-- Set exercise --
Put the lines of all the entries below into a Markdown table with two columns, Row and Line. Number each row and leave out any blank lines.

-- Material shown --
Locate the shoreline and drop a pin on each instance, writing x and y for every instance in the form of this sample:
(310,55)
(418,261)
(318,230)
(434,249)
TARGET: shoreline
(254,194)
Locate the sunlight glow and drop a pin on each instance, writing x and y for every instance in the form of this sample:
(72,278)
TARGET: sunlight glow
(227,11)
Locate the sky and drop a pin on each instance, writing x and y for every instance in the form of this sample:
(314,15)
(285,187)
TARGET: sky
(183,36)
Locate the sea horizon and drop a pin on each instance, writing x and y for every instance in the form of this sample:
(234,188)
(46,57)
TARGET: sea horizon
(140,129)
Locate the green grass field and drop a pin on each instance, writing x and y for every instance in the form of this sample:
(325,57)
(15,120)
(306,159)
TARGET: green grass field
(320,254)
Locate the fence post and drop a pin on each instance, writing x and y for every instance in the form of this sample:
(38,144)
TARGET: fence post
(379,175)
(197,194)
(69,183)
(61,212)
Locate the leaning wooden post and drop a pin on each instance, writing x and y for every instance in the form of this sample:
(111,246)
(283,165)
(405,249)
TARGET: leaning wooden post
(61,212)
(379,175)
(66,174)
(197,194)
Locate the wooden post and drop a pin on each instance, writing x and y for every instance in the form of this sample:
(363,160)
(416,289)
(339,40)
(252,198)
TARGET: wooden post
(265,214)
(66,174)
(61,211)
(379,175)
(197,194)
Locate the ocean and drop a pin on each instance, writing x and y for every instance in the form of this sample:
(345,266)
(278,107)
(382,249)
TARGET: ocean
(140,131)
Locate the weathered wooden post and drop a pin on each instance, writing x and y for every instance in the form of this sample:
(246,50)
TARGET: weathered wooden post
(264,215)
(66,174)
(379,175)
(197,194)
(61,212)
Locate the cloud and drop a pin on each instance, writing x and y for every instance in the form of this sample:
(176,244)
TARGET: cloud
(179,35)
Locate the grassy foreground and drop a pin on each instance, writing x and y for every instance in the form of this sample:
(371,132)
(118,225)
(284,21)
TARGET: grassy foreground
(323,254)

-- Written response --
| Row | Line |
|---|---|
| 1 | Locate the shoreline and drop a pin on each instance, writing x and y for every instance in the form of this sample: |
| 2 | (310,55) |
| 3 | (418,261) |
| 4 | (318,230) |
| 5 | (434,249) |
| 6 | TARGET: shoreline |
| 7 | (254,194) |
| 8 | Locate the sunlight glow and drop a pin on each instance, writing x and y for every instance in the form of this sample: |
| 9 | (72,278) |
| 10 | TARGET: sunlight glow |
| 11 | (227,11) |
| 12 | Locate the sky and drop a pin on each instance, writing x and y for every instance in the form of this sample: |
| 13 | (314,15) |
| 14 | (285,187) |
| 15 | TARGET: sky |
| 16 | (183,36) |
| 17 | Locate the sea horizon and drop a pin on each instance, writing x and y for every instance in the form of this sample: |
| 18 | (234,188) |
| 19 | (46,57) |
| 20 | TARGET: sea horizon |
| 21 | (140,129) |
| 22 | Locate the green grass field and drop a pin on each instance, writing x and y for every instance in the form of this sample: |
| 23 | (325,57) |
| 24 | (15,120) |
| 25 | (306,159) |
| 26 | TARGET: green grass field |
| 27 | (320,254) |
| 28 | Locate the fence post and drop a pin on each instance, writing x and y for every instance in the form of this sample: |
| 29 | (38,144) |
| 30 | TARGET: fence post |
| 31 | (379,175) |
| 32 | (197,194) |
| 33 | (69,183) |
| 34 | (61,212) |
| 35 | Locate the leaning wooden post and drop a pin on each instance, writing x and y for every instance in the form of this sample: |
| 36 | (111,246) |
| 37 | (283,165) |
| 38 | (405,249) |
| 39 | TARGET: leaning wooden post |
| 40 | (61,212) |
| 41 | (379,175) |
| 42 | (66,174) |
| 43 | (197,194) |
| 44 | Locate the wooden post and drop a pin on each instance, writing x and y for every instance in the form of this sample: |
| 45 | (363,160) |
| 46 | (416,289) |
| 47 | (339,40) |
| 48 | (252,198) |
| 49 | TARGET: wooden post |
| 50 | (265,214) |
| 51 | (66,174) |
| 52 | (61,211) |
| 53 | (379,175) |
| 54 | (197,194) |
| 55 | Locate the ocean and drop a pin on each instance, writing x and y for every instance in the form of this sample: |
| 56 | (345,266) |
| 57 | (278,107) |
| 58 | (382,249) |
| 59 | TARGET: ocean |
| 60 | (140,131) |
| 61 | Locate the weathered wooden post and drop a pin on each instance, writing x and y for every instance in the form of this sample: |
| 62 | (246,50) |
| 63 | TARGET: weathered wooden post |
| 64 | (264,215) |
| 65 | (66,174) |
| 66 | (379,175) |
| 67 | (197,194) |
| 68 | (61,212) |
| 69 | Locate the cloud and drop a pin on each instance, writing x and y for every instance in the form of this sample: |
| 70 | (176,244) |
| 71 | TARGET: cloud |
| 72 | (179,35) |
| 73 | Locate the grassy foreground and drop a pin on each instance, writing x and y for every instance in the form of this sample: |
| 74 | (371,132) |
| 75 | (118,225) |
| 76 | (284,21) |
| 77 | TARGET: grassy foreground |
| 78 | (323,254) |